Reproduce the line that holds "mark the green spiny" together with all the lines after it up to the end of the entries.
==== Listing
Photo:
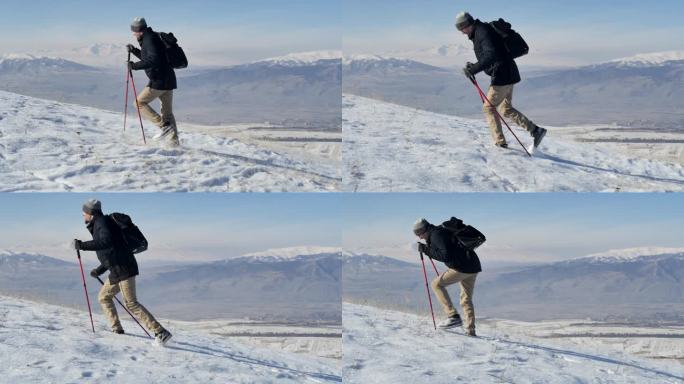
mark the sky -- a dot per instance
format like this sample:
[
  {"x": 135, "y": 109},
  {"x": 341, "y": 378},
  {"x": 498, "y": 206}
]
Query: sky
[
  {"x": 535, "y": 227},
  {"x": 560, "y": 33},
  {"x": 178, "y": 227},
  {"x": 213, "y": 32}
]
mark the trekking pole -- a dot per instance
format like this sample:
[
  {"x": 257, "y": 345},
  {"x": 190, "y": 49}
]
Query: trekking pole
[
  {"x": 137, "y": 106},
  {"x": 128, "y": 80},
  {"x": 78, "y": 253},
  {"x": 432, "y": 312},
  {"x": 126, "y": 309},
  {"x": 484, "y": 98}
]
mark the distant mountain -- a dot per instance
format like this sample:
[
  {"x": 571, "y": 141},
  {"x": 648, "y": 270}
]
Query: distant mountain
[
  {"x": 642, "y": 91},
  {"x": 283, "y": 287},
  {"x": 294, "y": 90},
  {"x": 630, "y": 285}
]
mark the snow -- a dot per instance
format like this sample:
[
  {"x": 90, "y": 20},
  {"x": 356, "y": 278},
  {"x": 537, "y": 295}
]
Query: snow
[
  {"x": 303, "y": 58},
  {"x": 52, "y": 146},
  {"x": 289, "y": 253},
  {"x": 42, "y": 343},
  {"x": 388, "y": 347},
  {"x": 388, "y": 147},
  {"x": 654, "y": 59}
]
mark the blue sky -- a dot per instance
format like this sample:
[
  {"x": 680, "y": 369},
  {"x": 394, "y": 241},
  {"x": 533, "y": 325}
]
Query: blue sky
[
  {"x": 521, "y": 227},
  {"x": 178, "y": 226},
  {"x": 214, "y": 30},
  {"x": 559, "y": 32}
]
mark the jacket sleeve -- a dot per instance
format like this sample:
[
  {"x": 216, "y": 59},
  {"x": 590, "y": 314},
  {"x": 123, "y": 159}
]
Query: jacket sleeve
[
  {"x": 136, "y": 52},
  {"x": 152, "y": 56},
  {"x": 104, "y": 240},
  {"x": 488, "y": 55}
]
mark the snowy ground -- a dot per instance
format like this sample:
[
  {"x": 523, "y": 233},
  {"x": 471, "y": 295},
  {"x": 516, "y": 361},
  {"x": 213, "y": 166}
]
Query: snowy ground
[
  {"x": 394, "y": 148},
  {"x": 389, "y": 347},
  {"x": 50, "y": 146},
  {"x": 42, "y": 343}
]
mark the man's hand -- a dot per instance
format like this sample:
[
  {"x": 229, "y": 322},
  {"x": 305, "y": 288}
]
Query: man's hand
[
  {"x": 469, "y": 72},
  {"x": 422, "y": 247}
]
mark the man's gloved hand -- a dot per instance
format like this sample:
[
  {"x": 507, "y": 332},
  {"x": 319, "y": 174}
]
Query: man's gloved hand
[
  {"x": 468, "y": 71},
  {"x": 422, "y": 247}
]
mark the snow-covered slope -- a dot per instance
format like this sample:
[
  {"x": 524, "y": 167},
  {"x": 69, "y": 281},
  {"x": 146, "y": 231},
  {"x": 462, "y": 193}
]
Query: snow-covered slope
[
  {"x": 50, "y": 146},
  {"x": 42, "y": 343},
  {"x": 393, "y": 347},
  {"x": 394, "y": 148}
]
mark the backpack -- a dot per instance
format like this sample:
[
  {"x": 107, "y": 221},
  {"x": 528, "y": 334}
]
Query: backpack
[
  {"x": 134, "y": 240},
  {"x": 514, "y": 43},
  {"x": 465, "y": 235},
  {"x": 174, "y": 53}
]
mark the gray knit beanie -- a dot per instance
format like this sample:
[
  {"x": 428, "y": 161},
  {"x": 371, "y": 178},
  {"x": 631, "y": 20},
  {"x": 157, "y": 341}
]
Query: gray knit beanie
[
  {"x": 464, "y": 20},
  {"x": 139, "y": 24},
  {"x": 91, "y": 206},
  {"x": 420, "y": 226}
]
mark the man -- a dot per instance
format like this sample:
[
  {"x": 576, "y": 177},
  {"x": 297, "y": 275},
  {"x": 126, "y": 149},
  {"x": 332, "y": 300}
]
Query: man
[
  {"x": 153, "y": 60},
  {"x": 115, "y": 257},
  {"x": 463, "y": 267},
  {"x": 494, "y": 59}
]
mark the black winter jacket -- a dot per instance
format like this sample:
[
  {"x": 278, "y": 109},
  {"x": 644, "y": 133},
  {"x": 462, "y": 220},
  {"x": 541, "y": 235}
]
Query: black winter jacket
[
  {"x": 492, "y": 56},
  {"x": 443, "y": 247},
  {"x": 109, "y": 245},
  {"x": 153, "y": 60}
]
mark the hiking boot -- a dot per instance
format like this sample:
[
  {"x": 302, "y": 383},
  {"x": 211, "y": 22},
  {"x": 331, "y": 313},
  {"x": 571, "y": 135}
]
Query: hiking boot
[
  {"x": 166, "y": 130},
  {"x": 538, "y": 135},
  {"x": 451, "y": 322},
  {"x": 163, "y": 337}
]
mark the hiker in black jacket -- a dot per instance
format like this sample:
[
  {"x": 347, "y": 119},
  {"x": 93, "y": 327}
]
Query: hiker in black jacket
[
  {"x": 153, "y": 60},
  {"x": 494, "y": 59},
  {"x": 114, "y": 256},
  {"x": 463, "y": 267}
]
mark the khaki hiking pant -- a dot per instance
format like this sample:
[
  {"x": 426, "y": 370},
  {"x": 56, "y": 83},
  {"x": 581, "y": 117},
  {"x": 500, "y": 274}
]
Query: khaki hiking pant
[
  {"x": 127, "y": 289},
  {"x": 501, "y": 97},
  {"x": 467, "y": 280},
  {"x": 146, "y": 96}
]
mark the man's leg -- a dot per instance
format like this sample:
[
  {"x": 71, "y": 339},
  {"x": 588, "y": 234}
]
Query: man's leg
[
  {"x": 106, "y": 299},
  {"x": 496, "y": 96},
  {"x": 138, "y": 310},
  {"x": 513, "y": 114},
  {"x": 439, "y": 284},
  {"x": 467, "y": 287},
  {"x": 145, "y": 97}
]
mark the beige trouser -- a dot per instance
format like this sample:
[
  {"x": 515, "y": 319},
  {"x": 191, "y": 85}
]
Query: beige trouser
[
  {"x": 467, "y": 280},
  {"x": 165, "y": 97},
  {"x": 127, "y": 289},
  {"x": 501, "y": 96}
]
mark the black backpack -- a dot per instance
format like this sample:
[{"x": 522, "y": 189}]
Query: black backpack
[
  {"x": 514, "y": 43},
  {"x": 134, "y": 240},
  {"x": 468, "y": 237},
  {"x": 174, "y": 53}
]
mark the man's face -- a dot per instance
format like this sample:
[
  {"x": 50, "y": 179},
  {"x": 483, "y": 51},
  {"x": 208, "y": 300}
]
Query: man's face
[{"x": 466, "y": 30}]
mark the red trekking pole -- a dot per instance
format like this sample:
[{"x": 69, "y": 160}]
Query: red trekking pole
[
  {"x": 78, "y": 253},
  {"x": 126, "y": 309},
  {"x": 484, "y": 98},
  {"x": 135, "y": 93},
  {"x": 128, "y": 80},
  {"x": 432, "y": 312}
]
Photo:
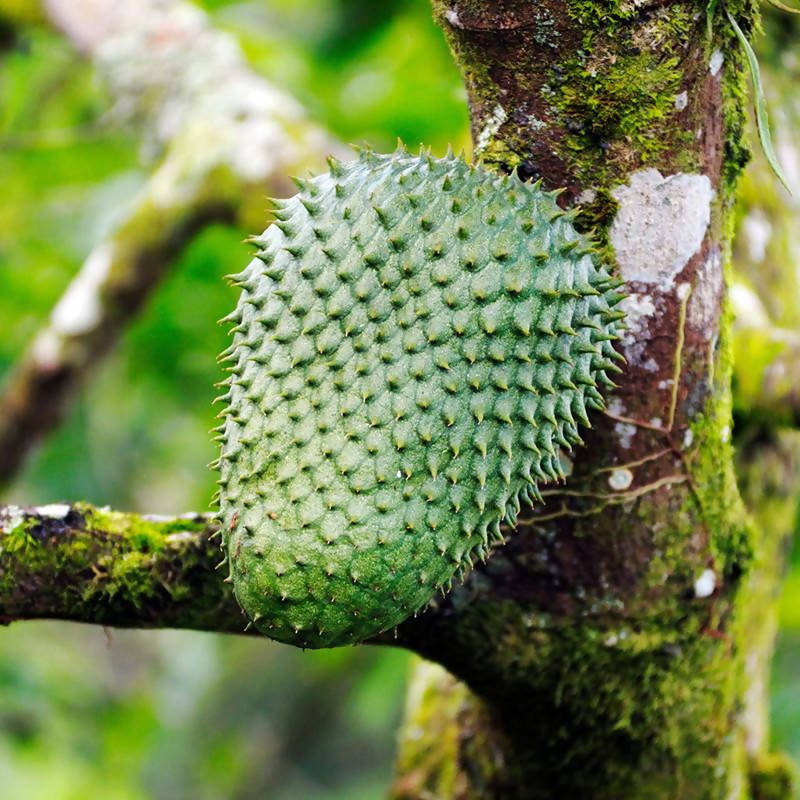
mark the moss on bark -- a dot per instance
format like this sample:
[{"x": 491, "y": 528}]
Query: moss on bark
[{"x": 606, "y": 640}]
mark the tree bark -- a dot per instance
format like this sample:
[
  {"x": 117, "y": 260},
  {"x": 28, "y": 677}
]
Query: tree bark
[
  {"x": 617, "y": 646},
  {"x": 605, "y": 646},
  {"x": 86, "y": 564}
]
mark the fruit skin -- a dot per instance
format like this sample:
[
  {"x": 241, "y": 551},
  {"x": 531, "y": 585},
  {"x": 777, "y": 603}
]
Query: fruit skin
[{"x": 415, "y": 342}]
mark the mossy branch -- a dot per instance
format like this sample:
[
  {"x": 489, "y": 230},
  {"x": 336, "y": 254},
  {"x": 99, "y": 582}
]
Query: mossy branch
[{"x": 81, "y": 563}]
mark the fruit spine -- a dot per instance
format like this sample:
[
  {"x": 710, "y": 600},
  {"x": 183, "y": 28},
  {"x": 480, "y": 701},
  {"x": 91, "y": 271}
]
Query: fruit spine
[{"x": 416, "y": 342}]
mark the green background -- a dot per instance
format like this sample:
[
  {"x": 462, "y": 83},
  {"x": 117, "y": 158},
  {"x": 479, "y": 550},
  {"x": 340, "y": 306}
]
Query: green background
[{"x": 88, "y": 713}]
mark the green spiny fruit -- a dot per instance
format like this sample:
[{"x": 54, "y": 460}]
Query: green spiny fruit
[{"x": 415, "y": 343}]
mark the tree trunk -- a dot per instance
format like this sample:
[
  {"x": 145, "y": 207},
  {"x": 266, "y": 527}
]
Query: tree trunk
[
  {"x": 618, "y": 645},
  {"x": 605, "y": 647}
]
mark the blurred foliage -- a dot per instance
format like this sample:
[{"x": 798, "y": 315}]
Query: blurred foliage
[{"x": 170, "y": 715}]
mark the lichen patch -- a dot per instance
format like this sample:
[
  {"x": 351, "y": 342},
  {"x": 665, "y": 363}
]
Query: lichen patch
[{"x": 660, "y": 224}]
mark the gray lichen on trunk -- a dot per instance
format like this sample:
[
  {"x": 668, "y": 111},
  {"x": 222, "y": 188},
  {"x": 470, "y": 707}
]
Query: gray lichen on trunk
[{"x": 605, "y": 641}]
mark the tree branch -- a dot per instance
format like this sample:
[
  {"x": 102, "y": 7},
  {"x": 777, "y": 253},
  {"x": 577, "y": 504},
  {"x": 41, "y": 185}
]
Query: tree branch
[
  {"x": 226, "y": 138},
  {"x": 81, "y": 563}
]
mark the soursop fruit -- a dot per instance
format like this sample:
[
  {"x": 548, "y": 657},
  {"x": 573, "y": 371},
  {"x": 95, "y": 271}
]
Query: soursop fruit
[{"x": 415, "y": 344}]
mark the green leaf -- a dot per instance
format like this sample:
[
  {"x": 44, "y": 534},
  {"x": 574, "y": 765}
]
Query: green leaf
[{"x": 762, "y": 121}]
========
■ The output
mark the green spiny fruit -- a dot per instance
format like this sample:
[{"x": 54, "y": 460}]
Query: green spiny fruit
[{"x": 415, "y": 343}]
mark the tree trunk -- a dot per instance
format like this sample:
[
  {"x": 145, "y": 207},
  {"x": 266, "y": 527}
]
Query: tree trunk
[
  {"x": 618, "y": 645},
  {"x": 605, "y": 647}
]
mark the blurred foliage -- a dot per instance
format like this sample:
[{"x": 798, "y": 315}]
Query: blurred foliage
[{"x": 170, "y": 715}]
mark the lichen patch -- a dot per instance
format like this sample:
[
  {"x": 351, "y": 342},
  {"x": 665, "y": 363}
]
Query: lichen patch
[{"x": 660, "y": 224}]
mark the gray lichen on trunk -- a dot per instance
format like this sample:
[
  {"x": 668, "y": 111},
  {"x": 222, "y": 188},
  {"x": 470, "y": 707}
]
Query: gray lichen on trunk
[{"x": 605, "y": 641}]
mark the tree branch -- a dot per instance
format like this sample:
[
  {"x": 102, "y": 7},
  {"x": 777, "y": 253},
  {"x": 577, "y": 504},
  {"x": 41, "y": 185}
]
Query: tree branch
[
  {"x": 226, "y": 138},
  {"x": 81, "y": 563}
]
mark the soursop fruit -- a dot per instance
format like this sample:
[
  {"x": 548, "y": 657},
  {"x": 573, "y": 371},
  {"x": 95, "y": 271}
]
Query: soursop fruit
[{"x": 415, "y": 344}]
mark the green leaf -- a dot per instance
format like this sample:
[
  {"x": 44, "y": 534},
  {"x": 574, "y": 765}
]
Query: green leaf
[{"x": 762, "y": 121}]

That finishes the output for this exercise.